### Document section:
====================

The words “the flu” and “flu season” have become so common that the significance of the flu virus is often reduced to nothing more severe than seasonal allergies. People know the flu will come and go every year, so it’s habitually looked at in the same vein as anything else cyclical in nature. However, what is often overlooked is that hundreds of thousands of Americans are hospitalized every year because of the flu virus, and tens of thousands don’t survive it.
In recognition of National Flu Shot Week, Pediatrix® Medical Group encourages all adults to protect themselves and their children 6 months of age and older by getting the flu shot. It’s the No. 1 way to prevent serious flu-related illness and death. Now is the time before large groups begin gathering for the holidays and the virus charges full steam ahead into the winter months.
Wrath of the flu
Between 2010 and 2020, the Centers for Disease Control and Prevention (CDC) estimated between 9 million and 41 million flu-related illnesses each year in the United States. For reference, the mildest flu season during that period occurred in 2011-2012, with an estimated 9.3 million flu cases. On the high end, the 2017-2018 flu season produced an estimated 41 million cases. Of those infected during that span, between 140,000 and 710,000 a year were hospitalized, and between 12,000 and 52,000 died annually.

====================

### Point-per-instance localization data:
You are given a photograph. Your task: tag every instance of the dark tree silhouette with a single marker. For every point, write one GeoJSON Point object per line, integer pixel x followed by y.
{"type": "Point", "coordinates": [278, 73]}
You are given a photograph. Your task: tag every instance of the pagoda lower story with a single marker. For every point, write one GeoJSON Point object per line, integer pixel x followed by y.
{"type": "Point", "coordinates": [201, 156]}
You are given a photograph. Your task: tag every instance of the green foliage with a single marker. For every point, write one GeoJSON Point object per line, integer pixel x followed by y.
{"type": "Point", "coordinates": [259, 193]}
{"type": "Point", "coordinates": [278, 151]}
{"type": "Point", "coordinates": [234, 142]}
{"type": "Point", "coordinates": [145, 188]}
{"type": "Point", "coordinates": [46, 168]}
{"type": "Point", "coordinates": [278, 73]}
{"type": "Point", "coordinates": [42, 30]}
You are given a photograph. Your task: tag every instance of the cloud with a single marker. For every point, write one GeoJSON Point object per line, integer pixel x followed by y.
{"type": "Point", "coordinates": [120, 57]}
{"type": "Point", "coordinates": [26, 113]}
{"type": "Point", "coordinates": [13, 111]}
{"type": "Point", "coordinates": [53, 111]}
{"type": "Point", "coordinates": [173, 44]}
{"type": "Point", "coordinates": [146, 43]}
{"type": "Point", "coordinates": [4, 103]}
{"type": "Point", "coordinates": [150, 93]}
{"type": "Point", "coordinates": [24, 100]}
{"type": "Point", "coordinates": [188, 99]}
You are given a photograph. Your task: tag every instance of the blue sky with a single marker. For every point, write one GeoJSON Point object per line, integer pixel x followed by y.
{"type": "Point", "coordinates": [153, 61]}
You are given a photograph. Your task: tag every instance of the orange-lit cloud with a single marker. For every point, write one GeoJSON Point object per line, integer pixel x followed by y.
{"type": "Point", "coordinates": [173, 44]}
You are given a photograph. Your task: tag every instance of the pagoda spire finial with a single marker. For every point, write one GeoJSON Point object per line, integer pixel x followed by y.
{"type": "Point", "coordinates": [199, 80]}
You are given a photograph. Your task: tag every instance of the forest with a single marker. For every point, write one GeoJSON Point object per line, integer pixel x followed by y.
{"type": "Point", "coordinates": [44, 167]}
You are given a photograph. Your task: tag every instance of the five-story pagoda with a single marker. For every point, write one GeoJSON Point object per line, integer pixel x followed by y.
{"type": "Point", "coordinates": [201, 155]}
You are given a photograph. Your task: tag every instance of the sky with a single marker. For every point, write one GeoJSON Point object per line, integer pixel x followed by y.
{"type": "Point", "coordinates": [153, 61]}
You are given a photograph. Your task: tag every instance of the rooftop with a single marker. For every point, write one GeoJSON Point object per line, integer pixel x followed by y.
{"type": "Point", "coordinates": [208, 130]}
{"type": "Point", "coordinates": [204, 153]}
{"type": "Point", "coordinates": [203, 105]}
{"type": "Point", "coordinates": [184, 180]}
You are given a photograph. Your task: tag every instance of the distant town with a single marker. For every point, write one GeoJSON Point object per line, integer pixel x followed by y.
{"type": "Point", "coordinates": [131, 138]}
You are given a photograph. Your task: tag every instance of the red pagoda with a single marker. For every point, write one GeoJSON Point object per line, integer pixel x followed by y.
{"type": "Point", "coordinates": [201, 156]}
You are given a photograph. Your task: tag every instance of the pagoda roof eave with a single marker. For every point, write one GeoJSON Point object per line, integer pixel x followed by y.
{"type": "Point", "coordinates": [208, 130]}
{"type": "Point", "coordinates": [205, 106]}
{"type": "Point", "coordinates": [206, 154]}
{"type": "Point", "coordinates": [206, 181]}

====================

### Required actions:
1. Extract the part of the flu passage that opens with the words containing "In recognition of" and closes with "the winter months.".
2. According to the flu passage, why is now the time to get the flu shot?
These entries were drawn from a different source than the flu passage.

### Responses in order:
1.
In recognition of National Flu Shot Week, Pediatrix® Medical Group encourages all adults to protect themselves and their children 6 months of age and older by getting the flu shot. It’s the No. 1 way to prevent serious flu-related illness and death. Now is the time before large groups begin gathering for the holidays and the virus charges full steam ahead into the winter months.

2. Now comes before large groups begin gathering for the holidays. It also comes before the virus charges full steam ahead into the winter months.